--- Data to examine Enclosed Below ---
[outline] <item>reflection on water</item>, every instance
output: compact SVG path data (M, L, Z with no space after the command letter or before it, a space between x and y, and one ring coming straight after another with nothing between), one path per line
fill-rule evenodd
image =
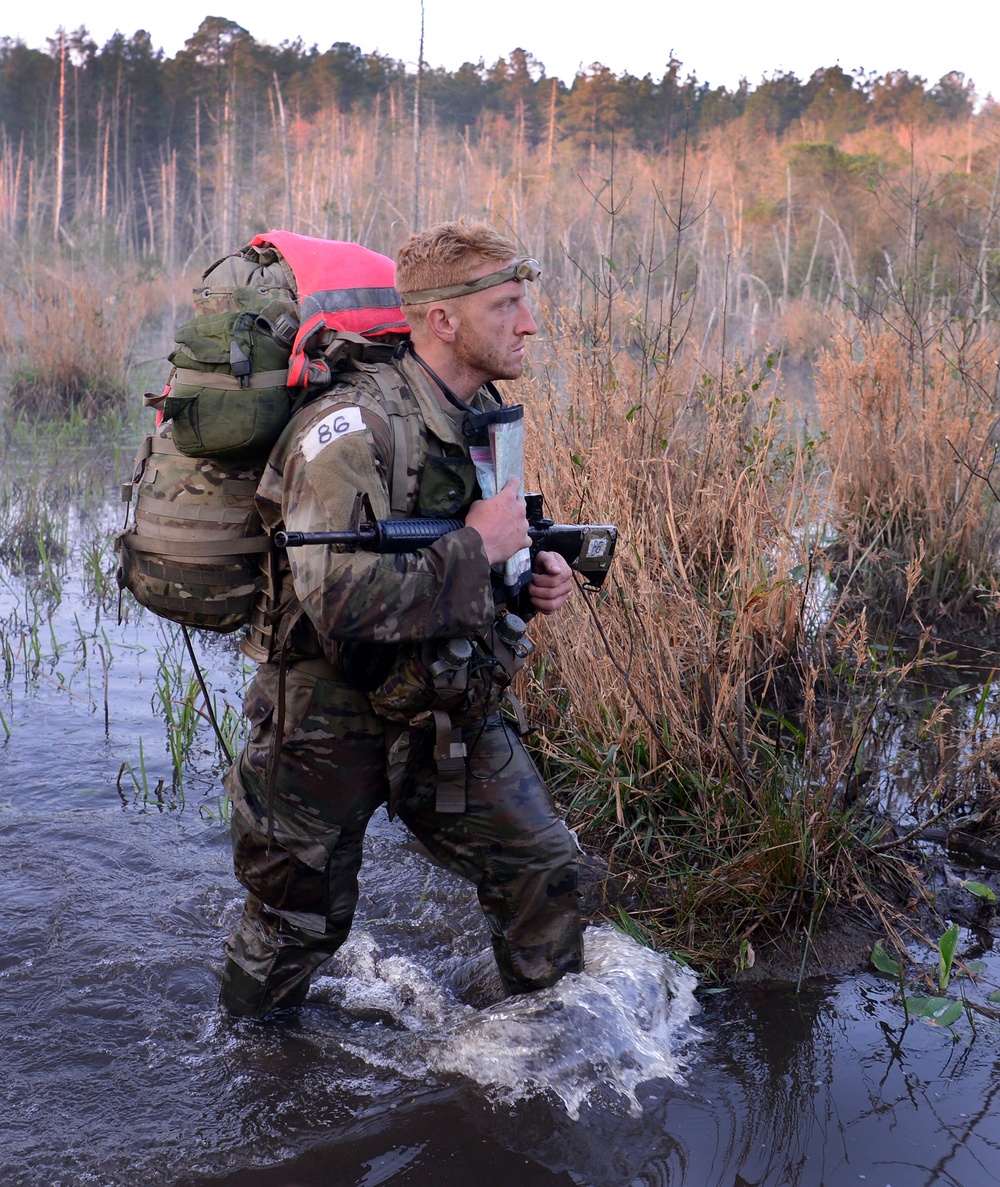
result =
M904 1034L891 990L859 978L709 998L699 1038L689 980L603 929L587 975L478 1009L464 887L428 887L384 817L366 872L358 931L299 1016L232 1022L223 830L4 813L0 1181L1000 1182L995 1031Z
M239 908L219 829L6 814L3 1181L173 1182L276 1162L331 1131L350 1143L381 1132L386 1109L421 1102L426 1115L439 1098L482 1110L545 1094L543 1114L568 1117L560 1098L576 1108L594 1094L614 1114L628 1096L637 1111L641 1082L678 1075L693 978L600 929L572 987L478 1010L448 979L463 951L485 955L460 883L442 875L415 918L411 901L409 919L380 923L426 881L417 854L392 860L402 844L383 817L368 922L298 1018L261 1026L215 1005L219 941Z
M224 1018L240 898L215 747L199 727L172 796L170 639L96 595L84 557L110 565L117 509L74 497L47 504L72 528L58 565L0 563L0 1182L1000 1183L996 1024L904 1028L869 977L696 1015L688 974L606 928L584 975L502 1000L474 894L383 815L358 928L303 1010ZM232 649L200 646L238 701ZM122 763L162 805L120 794Z

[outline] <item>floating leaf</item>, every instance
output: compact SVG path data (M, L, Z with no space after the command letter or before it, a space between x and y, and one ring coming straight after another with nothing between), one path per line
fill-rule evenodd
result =
M906 1008L914 1018L926 1018L935 1026L954 1026L963 1013L961 1002L946 997L908 997Z
M988 1002L1000 1003L1000 989L994 989L986 1000Z
M974 882L970 878L967 882L963 882L962 885L969 894L974 894L976 898L985 899L988 903L995 903L997 901L997 896L988 886L984 886L982 882Z
M986 972L986 962L984 960L967 960L965 971L970 977L980 977Z
M876 940L872 947L872 964L880 973L888 973L897 980L902 976L902 966L894 956L886 952L881 940Z

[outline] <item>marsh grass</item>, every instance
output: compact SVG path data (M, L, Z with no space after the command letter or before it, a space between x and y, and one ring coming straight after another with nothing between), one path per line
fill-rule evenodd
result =
M128 776L131 784L131 796L125 789L126 776ZM132 766L131 763L123 762L118 771L116 786L122 806L125 808L138 805L143 808L155 807L163 811L164 809L173 810L179 806L176 789L168 797L162 778L157 779L155 783L152 782L149 771L146 768L146 754L142 738L139 739L138 767ZM181 800L182 802L183 800Z
M136 364L165 305L165 283L122 276L84 255L22 261L0 311L3 398L9 415L121 412Z
M571 363L525 397L549 514L621 533L600 595L536 622L536 750L634 934L722 974L794 936L804 969L828 913L902 927L919 885L879 802L886 713L925 657L830 581L842 440L803 430L776 358L666 360L604 312L615 299L597 294ZM901 560L897 615L919 614L930 555ZM934 812L963 802L954 773L942 759L925 789Z
M837 579L888 621L992 618L1000 592L997 335L942 327L915 350L897 329L845 322L821 356ZM908 592L908 572L920 579Z

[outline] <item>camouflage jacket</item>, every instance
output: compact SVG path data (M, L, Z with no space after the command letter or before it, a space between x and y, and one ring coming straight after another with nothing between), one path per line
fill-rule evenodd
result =
M416 411L406 418L405 503L410 515L460 516L479 496L462 414L445 408L407 355L378 364L383 384ZM473 403L495 407L485 389ZM257 493L269 531L337 531L350 526L358 493L376 518L390 516L393 430L375 365L345 373L306 405L275 446ZM399 418L394 418L399 419ZM397 438L396 449L400 448ZM397 643L444 638L488 626L494 616L490 566L482 540L463 528L413 553L338 552L321 545L290 549L282 562L281 602L295 600L315 634L293 635L297 656L325 655L337 664L342 640ZM289 583L291 589L289 589ZM310 633L312 633L310 632ZM316 647L318 643L318 648Z

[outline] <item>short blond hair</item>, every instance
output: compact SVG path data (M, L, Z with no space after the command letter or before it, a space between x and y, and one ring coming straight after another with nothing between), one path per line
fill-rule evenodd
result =
M489 223L460 218L436 223L411 235L396 256L396 288L401 293L446 288L469 279L479 264L506 264L517 256L517 246ZM424 321L419 305L407 305L412 327Z

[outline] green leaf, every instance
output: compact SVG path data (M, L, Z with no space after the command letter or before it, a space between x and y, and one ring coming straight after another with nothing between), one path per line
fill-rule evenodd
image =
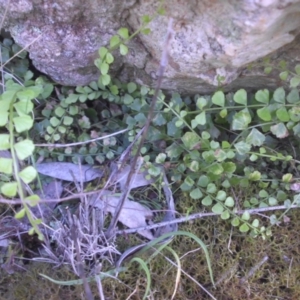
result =
M31 90L31 89L25 89L23 91L20 91L17 93L17 97L20 99L20 100L23 100L23 101L28 101L28 100L32 100L34 99L35 97L37 97L38 95L36 95L36 93Z
M250 228L249 228L249 226L248 226L246 223L242 224L242 225L240 226L240 228L239 228L240 232L248 232L249 229L250 229Z
M195 118L197 124L199 125L205 125L206 124L206 113L205 111L202 111L199 115Z
M269 104L269 90L259 90L255 93L255 99L258 102Z
M222 149L229 149L230 147L230 143L227 141L222 141Z
M60 133L66 133L66 132L67 132L67 128L64 127L64 126L58 126L57 129L58 129L58 131L59 131ZM49 133L49 132L48 132L48 133ZM52 132L52 133L53 133L53 132ZM51 133L51 134L52 134L52 133Z
M61 117L64 115L65 111L66 111L66 110L65 110L64 108L62 108L61 106L58 106L58 107L55 108L54 113L55 113L59 118L61 118Z
M266 137L256 128L253 128L249 135L246 138L247 144L253 145L253 146L261 146Z
M83 103L87 100L87 98L88 98L87 94L82 94L82 95L79 96L79 101L81 103Z
M22 219L25 217L25 213L26 213L26 210L25 208L23 207L22 209L20 209L16 214L15 214L15 219Z
M201 199L203 194L199 188L195 188L190 192L190 196L192 199Z
M143 34L147 35L151 32L151 29L150 28L145 28L141 31Z
M181 140L188 150L192 150L199 144L200 138L194 132L186 132Z
M225 105L225 95L222 91L217 91L211 98L212 103L221 107Z
M229 161L229 162L223 162L222 167L224 169L225 173L233 173L236 170L236 165L235 163Z
M207 187L208 183L209 183L209 178L206 175L201 175L197 182L197 185L201 187Z
M291 203L291 200L290 199L287 199L284 201L284 206L286 209L290 209L291 206L292 206L292 203Z
M249 112L240 111L236 113L232 120L232 130L245 130L251 122Z
M216 203L212 208L211 208L212 212L214 212L215 214L221 214L224 211L224 207L222 204L220 203Z
M279 87L275 90L273 98L276 102L285 104L285 90L283 87Z
M286 97L287 102L289 103L297 103L299 101L299 91L298 89L292 89L287 97Z
M251 150L251 145L240 141L236 144L234 144L234 148L237 150L237 152L241 155L248 153Z
M192 171L192 172L197 172L199 171L199 162L196 161L196 160L193 160L190 164L189 164L189 169Z
M204 206L210 206L212 204L212 199L210 196L206 196L205 198L202 199L201 203Z
M72 117L65 116L64 120L63 120L63 124L66 125L66 126L69 126L73 123L73 120L74 119Z
M0 157L0 172L11 175L13 172L13 161L11 158Z
M276 135L279 139L283 139L289 135L289 131L283 123L279 123L271 126L271 132Z
M249 219L250 219L250 213L248 211L245 211L242 214L242 220L249 221Z
M141 86L141 95L145 96L149 93L149 88L147 86Z
M294 135L300 136L300 124L299 123L293 127L293 132L294 132Z
M21 172L19 172L19 176L24 183L28 184L36 178L37 171L35 170L34 167L28 166L25 169L23 169Z
M231 220L231 225L236 227L236 226L239 226L240 225L240 220L238 217L234 217L232 220Z
M209 140L209 139L210 139L210 134L209 134L207 131L202 131L202 132L201 132L201 137L202 137L204 140Z
M5 91L0 95L1 110L8 111L10 104L15 101L16 91Z
M43 86L43 90L41 91L41 97L43 99L47 99L53 92L54 86L52 83L46 83Z
M268 192L266 190L260 190L258 193L260 198L266 198L269 196Z
M215 175L221 175L224 172L224 169L221 164L214 164L209 168L208 172Z
M289 110L289 115L291 118L291 121L293 122L299 122L300 121L300 107L294 106Z
M203 97L200 97L197 99L197 106L202 110L206 105L207 105L208 101L203 98Z
M259 226L259 220L258 219L254 219L252 221L252 224L251 224L253 227L258 227Z
M104 86L107 86L110 84L111 77L108 74L103 74L100 76L100 81Z
M71 94L66 98L67 104L75 103L78 100L79 95L78 94Z
M113 55L112 55L110 52L108 52L108 53L106 54L105 61L106 61L109 65L112 64L112 63L114 62L114 57L113 57Z
M94 91L98 91L98 84L96 81L92 81L89 86L94 90Z
M114 48L115 46L119 45L120 43L120 38L118 35L112 36L112 38L109 41L109 46L110 48Z
M206 188L207 193L214 194L217 191L217 187L214 183L209 183Z
M108 70L109 70L109 65L106 62L103 62L100 65L100 72L101 72L101 74L102 75L106 75L108 73Z
M278 204L277 199L274 198L274 197L270 197L270 198L268 199L268 202L269 202L269 205L271 205L271 206L274 206L274 205L277 205L277 204Z
M56 117L52 117L50 119L50 124L53 126L53 127L56 127L60 124L60 120Z
M249 157L249 159L250 159L251 161L257 161L258 156L257 156L256 154L251 154L251 156Z
M1 105L1 103L0 103ZM8 122L8 112L7 111L0 111L0 126L5 126Z
M166 14L166 10L163 7L159 7L157 13L161 16L164 16Z
M124 40L128 39L129 37L129 32L128 32L128 28L126 27L122 27L118 30L118 34L121 38L123 38Z
M19 116L24 116L33 111L33 103L31 100L18 101L14 104L14 108Z
M231 183L229 182L228 179L225 179L223 182L222 182L222 187L225 188L225 189L229 189L231 187Z
M232 197L227 197L224 203L228 207L234 207L234 200Z
M290 80L290 87L295 88L295 87L297 87L299 85L299 83L300 83L300 77L294 76Z
M110 85L109 90L113 95L118 95L119 94L119 88L116 85Z
M106 53L108 52L108 49L105 47L101 47L98 51L100 58L104 58Z
M289 72L288 71L284 71L284 72L281 72L279 74L280 79L283 80L283 81L286 81L287 78L288 78L288 76L289 76Z
M9 134L0 134L0 150L7 150L10 148Z
M17 153L17 156L21 160L24 160L28 156L32 155L34 148L35 148L35 146L34 146L33 142L28 139L18 142L14 145L14 149Z
M215 157L216 157L217 161L220 162L220 161L227 159L227 154L224 150L217 149L215 151Z
M283 181L283 182L291 182L292 179L293 179L293 175L290 174L290 173L284 174L284 175L282 176L282 181Z
M300 75L300 65L295 66L295 71L296 71L297 75Z
M254 171L249 174L248 178L251 181L259 181L261 178L261 173L259 171Z
M247 92L244 89L240 89L235 92L233 96L233 100L235 103L247 105Z
M134 82L129 82L127 84L127 91L129 94L132 94L133 92L135 92L137 89L137 85Z
M133 100L134 100L133 97L129 94L125 94L124 97L123 97L123 102L126 105L131 104L133 102Z
M120 45L120 54L121 55L127 55L128 53L128 47L124 44Z
M264 72L270 74L272 72L272 67L265 67Z
M148 169L148 173L151 176L158 176L161 173L161 169L155 165L151 165L151 167Z
M176 127L181 127L183 125L183 121L182 120L177 120L176 122L175 122L175 126Z
M281 122L288 122L290 120L290 115L284 106L277 109L276 116Z
M221 219L222 220L228 220L230 218L230 213L228 210L225 210L221 213Z
M15 197L17 195L17 187L18 185L15 181L4 183L1 186L1 193L6 197Z
M263 121L271 121L271 113L268 106L265 106L263 108L260 108L256 111L257 115L263 120Z
M25 200L31 207L34 207L39 203L40 197L38 195L30 195Z
M222 109L220 111L219 115L220 115L221 118L224 119L227 116L227 109L226 108Z
M184 183L191 187L195 184L195 181L191 177L187 176L184 179Z
M226 199L226 192L222 190L218 191L216 199L220 201L224 201Z
M142 22L143 22L143 24L148 24L148 23L150 23L150 22L151 22L150 16L149 16L149 15L143 15L143 16L142 16Z
M29 130L33 126L33 119L28 115L14 117L13 122L18 133Z

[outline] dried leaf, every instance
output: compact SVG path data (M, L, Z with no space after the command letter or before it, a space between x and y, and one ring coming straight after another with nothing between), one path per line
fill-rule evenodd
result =
M120 170L117 174L116 181L120 184L121 190L124 189L127 177L129 175L131 167L126 166L122 170ZM153 179L147 180L145 176L147 175L147 171L144 172L137 172L135 175L133 175L131 188L138 188L145 185L150 185L154 182Z
M112 215L115 214L116 207L120 202L121 195L113 194L106 190L102 191L102 197L97 202L91 200L94 207L104 209ZM146 220L151 219L153 216L151 210L142 206L140 203L126 199L120 213L119 222L129 228L136 228L147 226ZM153 235L150 230L139 231L139 234L145 238L152 240Z
M75 165L67 162L50 162L37 164L37 171L43 175L65 181L86 182L101 178L103 171L90 165Z

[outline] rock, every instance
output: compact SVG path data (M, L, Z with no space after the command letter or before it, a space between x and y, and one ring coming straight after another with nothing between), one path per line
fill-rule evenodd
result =
M153 16L159 1L7 1L0 0L3 27L28 47L38 70L63 85L97 80L97 50L120 27L140 28L144 15ZM162 87L181 93L211 93L238 88L276 88L278 72L265 75L260 59L269 55L293 67L300 61L300 0L168 0L165 16L150 24L149 35L129 43L129 54L115 52L112 74L123 81L154 86L169 17L174 35ZM249 70L247 66L253 65Z

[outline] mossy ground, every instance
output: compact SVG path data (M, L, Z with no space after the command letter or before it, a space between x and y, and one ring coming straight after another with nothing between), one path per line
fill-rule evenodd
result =
M300 299L300 219L297 209L288 214L289 222L273 228L273 235L266 240L252 238L231 228L218 217L199 219L180 226L196 234L208 246L217 287L211 286L204 253L188 237L175 237L170 246L183 256L182 269L204 286L216 299ZM186 254L189 252L188 254ZM167 251L163 254L173 259ZM185 255L186 254L186 255ZM146 259L147 254L142 258ZM259 262L268 260L259 266ZM251 273L253 267L257 267ZM150 262L152 278L149 299L171 299L175 286L176 268L163 255ZM30 263L27 271L12 275L0 274L1 299L85 299L82 286L59 286L39 273L57 280L71 280L74 275L66 268L53 268L50 264ZM248 277L248 278L246 278ZM106 299L142 299L146 279L138 265L121 273L119 279L102 281ZM244 280L243 280L244 279ZM91 284L95 299L99 299L95 283ZM210 299L191 279L181 275L175 299Z

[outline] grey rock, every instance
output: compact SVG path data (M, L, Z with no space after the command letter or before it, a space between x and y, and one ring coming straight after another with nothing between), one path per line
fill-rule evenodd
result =
M97 50L120 27L134 32L141 17L155 15L159 1L0 0L0 18L15 41L28 47L33 64L63 85L97 80ZM300 0L168 0L165 16L150 24L149 35L129 43L129 54L115 52L112 75L155 86L169 17L174 19L169 65L162 87L182 93L238 88L276 88L278 71L265 75L259 60L300 61ZM253 65L251 70L247 66ZM220 80L221 78L221 80Z

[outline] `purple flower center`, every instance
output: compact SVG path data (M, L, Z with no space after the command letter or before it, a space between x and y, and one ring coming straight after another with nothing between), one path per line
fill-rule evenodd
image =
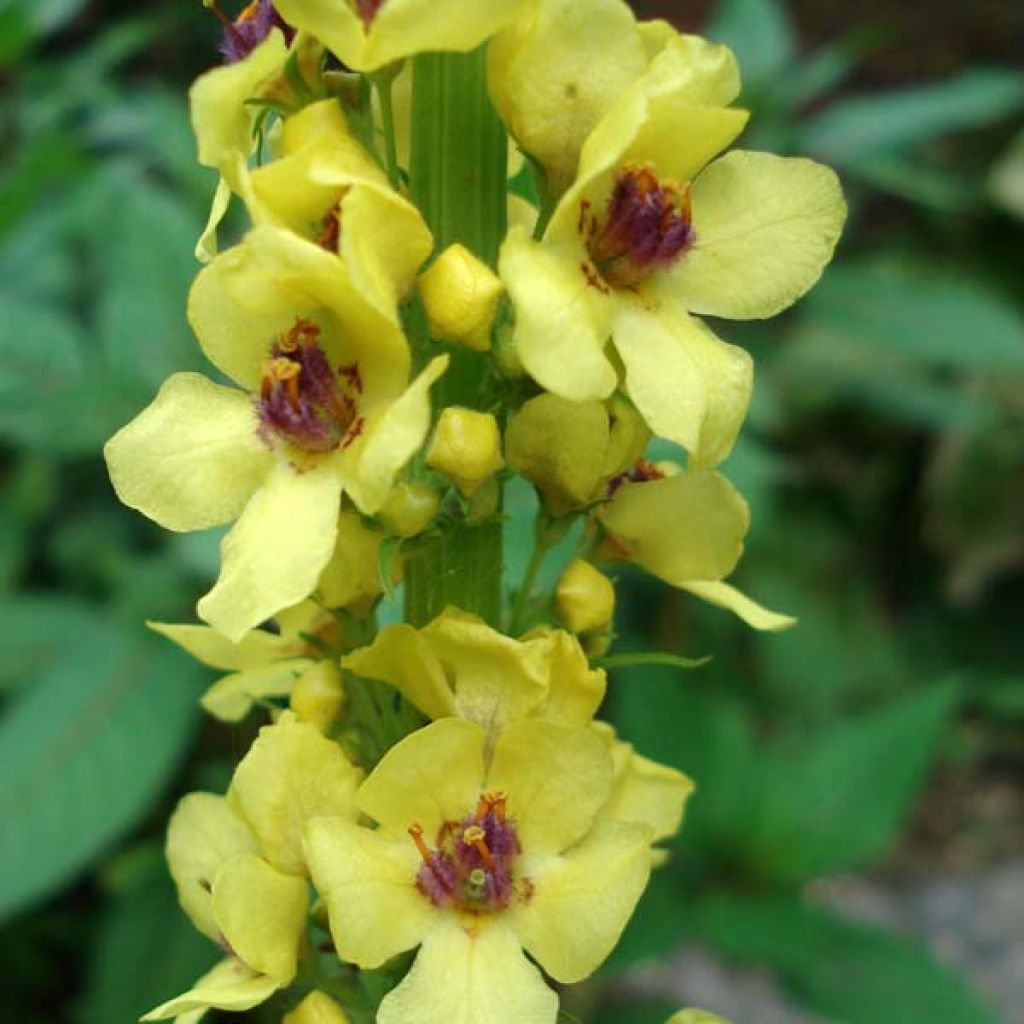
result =
M295 34L274 9L271 0L253 0L234 21L221 13L216 3L209 4L209 7L224 26L220 52L226 64L235 64L248 57L270 35L272 29L281 29L289 43Z
M505 800L504 793L483 794L472 815L444 822L435 849L419 825L409 829L423 860L416 887L435 907L480 914L504 910L513 896L529 899L529 881L515 878L522 848L515 823L505 815Z
M601 278L619 288L635 287L653 271L671 266L696 241L689 188L661 184L649 167L619 172L603 222L584 200L578 227ZM596 285L590 275L588 280Z
M383 6L384 0L356 0L356 9L359 11L359 17L363 19L367 32Z
M664 480L665 474L653 462L637 459L625 473L612 477L605 488L605 497L610 498L623 484L645 484L652 480Z
M260 437L267 444L277 437L311 454L348 447L363 429L356 407L362 390L359 367L340 366L335 373L320 347L320 328L296 320L263 366L256 402Z

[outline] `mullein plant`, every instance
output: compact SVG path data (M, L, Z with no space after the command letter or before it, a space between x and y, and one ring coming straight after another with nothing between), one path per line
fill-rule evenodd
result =
M219 375L173 375L106 457L166 529L231 524L202 624L150 625L222 673L207 711L269 724L171 819L224 956L144 1019L554 1024L693 790L595 717L604 570L792 623L727 582L750 514L718 467L753 362L701 317L811 288L839 183L730 149L733 55L622 0L205 6L224 62L191 113L219 183L188 317ZM513 588L516 474L538 511Z

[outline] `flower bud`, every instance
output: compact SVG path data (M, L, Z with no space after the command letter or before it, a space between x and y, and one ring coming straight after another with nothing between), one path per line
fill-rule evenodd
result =
M415 537L437 516L441 496L430 484L413 481L396 484L377 513L377 518L396 537Z
M329 996L314 989L287 1014L282 1024L350 1024L345 1011Z
M488 412L450 406L441 413L427 465L443 473L466 497L504 465L498 421Z
M420 277L431 334L487 352L502 290L500 278L464 245L448 246Z
M295 680L290 703L300 721L326 732L345 705L341 669L333 661L316 662Z
M577 558L558 581L555 607L572 632L605 632L615 614L615 588L604 573Z

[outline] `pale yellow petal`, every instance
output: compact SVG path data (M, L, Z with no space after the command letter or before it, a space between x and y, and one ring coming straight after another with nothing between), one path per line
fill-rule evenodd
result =
M423 862L404 832L391 837L342 818L314 818L306 858L343 960L379 967L429 930L437 910L416 887Z
M342 659L357 676L395 687L428 718L456 714L455 695L444 666L424 636L412 626L385 626L369 647Z
M708 469L623 484L597 514L623 557L677 587L732 572L750 525L740 493Z
M228 861L213 883L213 912L228 946L279 985L295 977L308 905L304 878L278 871L253 853Z
M224 219L231 205L231 186L226 178L217 181L217 189L210 203L210 213L206 219L206 227L196 242L195 257L200 263L209 263L217 255L217 228Z
M167 637L197 661L224 672L262 668L281 658L295 657L302 651L302 642L295 637L254 629L238 643L209 626L177 625L170 622L147 622L154 633Z
M221 543L199 615L232 640L312 593L334 550L341 484L321 467L274 465Z
M366 515L380 509L397 474L423 445L430 429L430 388L447 367L447 356L432 359L402 395L367 410L362 436L337 455L345 493Z
M604 700L607 676L603 669L590 667L579 641L565 630L546 630L541 637L548 677L543 717L566 725L585 725Z
M606 398L618 382L604 349L611 333L611 298L583 269L578 239L531 241L509 231L499 273L515 308L514 342L526 371L548 391L575 401Z
M582 981L622 934L650 876L651 830L601 820L560 857L524 865L533 895L516 903L514 927L556 981Z
M232 672L218 679L199 703L222 722L240 722L259 701L287 697L295 680L311 664L309 658L287 658L259 668Z
M355 817L359 772L316 726L285 712L264 726L235 769L228 799L259 838L264 856L306 871L302 830L315 817Z
M380 546L384 534L367 527L362 517L344 509L338 536L316 592L327 608L369 608L383 593Z
M314 989L281 1024L351 1024L348 1014L320 989Z
M729 1022L724 1017L719 1017L717 1013L690 1008L673 1013L665 1024L729 1024Z
M694 465L725 459L750 405L750 354L670 301L620 302L614 330L626 390L651 430L682 445Z
M443 918L377 1024L555 1024L558 997L501 918Z
M589 729L530 719L498 736L487 789L508 796L524 850L559 853L590 829L612 772L604 743Z
M688 583L683 583L681 587L702 601L707 601L708 604L728 609L739 616L748 626L753 626L754 629L777 631L789 629L797 622L792 615L773 612L756 601L752 601L746 594L740 593L728 583L691 580Z
M259 1006L279 987L276 978L250 970L241 961L230 957L204 974L190 991L151 1010L142 1020L168 1020L171 1017L199 1020L209 1009L240 1013ZM195 1016L190 1017L190 1014Z
M491 98L519 145L546 167L555 195L572 182L591 129L646 63L623 0L540 0L491 42Z
M107 442L110 481L125 505L164 529L220 526L242 511L270 469L256 428L248 396L198 373L176 373Z
M167 865L178 900L204 935L220 940L210 893L220 869L240 853L259 847L248 825L213 793L189 793L167 826Z
M470 813L484 789L486 733L443 718L395 744L359 788L359 809L396 836L411 825L432 838Z
M691 202L697 242L665 288L695 313L732 320L774 316L809 291L846 219L834 171L769 153L716 160Z

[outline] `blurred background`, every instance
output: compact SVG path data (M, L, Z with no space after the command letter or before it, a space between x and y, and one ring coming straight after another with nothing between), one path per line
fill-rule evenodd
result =
M699 791L568 1008L1018 1024L1024 7L636 6L730 44L744 145L832 164L852 214L794 311L719 325L759 374L726 465L754 509L738 582L799 628L621 576L622 650L714 655L618 673L607 709ZM256 723L203 720L209 678L141 622L190 618L219 538L121 508L99 449L202 368L184 300L213 181L185 89L217 36L198 0L0 0L0 989L20 1024L126 1024L216 956L163 830Z

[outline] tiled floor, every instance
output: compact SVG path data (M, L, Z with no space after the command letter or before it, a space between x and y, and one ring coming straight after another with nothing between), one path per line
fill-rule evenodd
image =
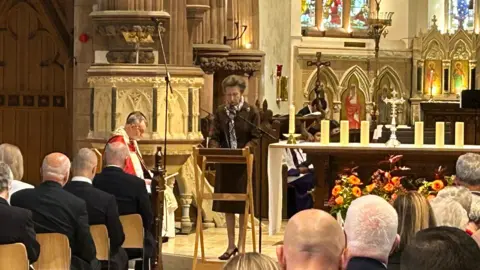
--- End of Enclosed Data to examine ---
Work required -> How many lines in the entries include "rock"? Only the number is wanted.

Reply to the exercise -> 2